[GIVEN DATA]

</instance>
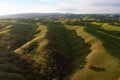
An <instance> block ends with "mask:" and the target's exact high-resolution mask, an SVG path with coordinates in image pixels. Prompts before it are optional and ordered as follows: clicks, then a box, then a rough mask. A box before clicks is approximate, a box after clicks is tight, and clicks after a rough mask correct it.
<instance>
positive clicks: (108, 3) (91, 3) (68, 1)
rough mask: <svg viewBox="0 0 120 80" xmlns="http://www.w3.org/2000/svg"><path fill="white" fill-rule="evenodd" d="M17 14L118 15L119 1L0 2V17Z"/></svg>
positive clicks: (77, 0)
mask: <svg viewBox="0 0 120 80" xmlns="http://www.w3.org/2000/svg"><path fill="white" fill-rule="evenodd" d="M17 13H75V14H96V13H101V14H105V13H106V14H108V13H120V0H0V15H7V14H17Z"/></svg>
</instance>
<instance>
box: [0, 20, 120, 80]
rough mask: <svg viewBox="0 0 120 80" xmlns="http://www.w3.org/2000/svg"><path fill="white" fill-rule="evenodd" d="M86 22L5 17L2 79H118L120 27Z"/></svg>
mask: <svg viewBox="0 0 120 80" xmlns="http://www.w3.org/2000/svg"><path fill="white" fill-rule="evenodd" d="M86 25H87V27H84V26H81V25H80V24H79V25H72V26H71V25H66V24H65V23H64V24H62V23H61V22H51V21H41V22H40V21H36V20H26V19H23V20H21V19H10V20H1V21H0V53H1V54H0V63H1V64H0V79H2V80H3V79H4V80H118V78H119V77H120V74H119V73H120V54H119V53H120V50H119V48H120V45H119V43H120V35H119V33H120V27H119V26H114V25H111V24H109V23H100V22H89V23H87V24H86ZM5 76H7V77H5Z"/></svg>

[/GIVEN DATA]

REQUIRED WORK: Return the records exactly. Don't carry the pictures over.

RESPONSE BOX:
</instance>
An <instance> block ends with "mask:" and the target's exact high-resolution mask, an SVG path with coordinates in image pixels. Prompts before it are optional and ordered as follows: clicks, then a box, then a rough mask. A box before clicks is approximate, a box after clicks is tight, and clicks after a rough mask correct it.
<instance>
positive clicks: (108, 3) (91, 3) (68, 1)
rough mask: <svg viewBox="0 0 120 80" xmlns="http://www.w3.org/2000/svg"><path fill="white" fill-rule="evenodd" d="M17 14L118 15L119 1L0 2V17Z"/></svg>
positive clicks: (77, 0)
mask: <svg viewBox="0 0 120 80" xmlns="http://www.w3.org/2000/svg"><path fill="white" fill-rule="evenodd" d="M17 13H75V14H96V13H101V14H105V13H106V14H108V13H120V0H0V15H7V14H17Z"/></svg>
</instance>
<instance>
box: [0, 20, 120, 80]
rough mask: <svg viewBox="0 0 120 80" xmlns="http://www.w3.org/2000/svg"><path fill="white" fill-rule="evenodd" d="M86 22L5 17L2 79H118L120 27Z"/></svg>
mask: <svg viewBox="0 0 120 80" xmlns="http://www.w3.org/2000/svg"><path fill="white" fill-rule="evenodd" d="M86 25H87V27H84V26H81V25H80V24H79V25H72V26H71V25H66V24H65V23H64V24H62V23H61V22H51V21H41V22H40V21H36V20H26V19H23V20H21V19H10V20H1V21H0V53H1V54H0V63H1V64H0V79H2V80H3V79H4V80H118V78H119V77H120V74H119V73H120V54H119V53H120V50H119V48H120V45H119V43H120V35H119V33H120V27H119V26H114V25H111V24H109V23H100V22H89V23H87V24H86ZM5 76H7V77H5Z"/></svg>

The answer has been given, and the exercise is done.